[Start]

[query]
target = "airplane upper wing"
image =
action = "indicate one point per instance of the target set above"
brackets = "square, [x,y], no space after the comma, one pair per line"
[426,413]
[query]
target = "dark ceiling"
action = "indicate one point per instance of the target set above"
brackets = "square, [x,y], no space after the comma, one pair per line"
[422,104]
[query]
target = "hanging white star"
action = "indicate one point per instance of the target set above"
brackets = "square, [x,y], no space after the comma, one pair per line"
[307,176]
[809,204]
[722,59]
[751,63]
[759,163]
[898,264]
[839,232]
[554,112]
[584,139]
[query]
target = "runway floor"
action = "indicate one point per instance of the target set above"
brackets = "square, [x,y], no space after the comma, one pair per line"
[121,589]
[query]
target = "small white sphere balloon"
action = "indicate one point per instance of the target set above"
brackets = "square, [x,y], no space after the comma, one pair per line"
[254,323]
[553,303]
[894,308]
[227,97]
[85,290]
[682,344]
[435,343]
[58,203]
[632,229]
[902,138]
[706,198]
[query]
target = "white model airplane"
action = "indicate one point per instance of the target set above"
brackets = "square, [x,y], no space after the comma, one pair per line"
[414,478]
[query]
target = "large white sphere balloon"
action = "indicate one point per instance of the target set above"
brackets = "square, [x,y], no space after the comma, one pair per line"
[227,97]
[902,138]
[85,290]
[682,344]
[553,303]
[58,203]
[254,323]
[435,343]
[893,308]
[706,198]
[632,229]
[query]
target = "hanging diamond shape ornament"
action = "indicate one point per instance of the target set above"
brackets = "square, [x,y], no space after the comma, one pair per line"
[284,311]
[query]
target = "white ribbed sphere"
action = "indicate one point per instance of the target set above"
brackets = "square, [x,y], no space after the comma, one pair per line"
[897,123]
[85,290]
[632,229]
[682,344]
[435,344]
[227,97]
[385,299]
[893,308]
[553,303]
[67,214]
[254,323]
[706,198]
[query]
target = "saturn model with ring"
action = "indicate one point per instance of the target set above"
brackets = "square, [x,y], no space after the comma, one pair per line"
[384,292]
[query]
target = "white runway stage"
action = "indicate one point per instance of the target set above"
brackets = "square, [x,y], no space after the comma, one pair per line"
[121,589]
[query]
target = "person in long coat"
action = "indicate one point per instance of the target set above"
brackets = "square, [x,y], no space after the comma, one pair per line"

[End]

- [WRITTEN EXERCISE] Pick out every line in the records that contains the string "sphere", with case counting, and copy those lines.

- [IN RESPONSE]
target = "small white sphere balloon"
target = "large white sphere balloon"
target = "white ribbed sphere"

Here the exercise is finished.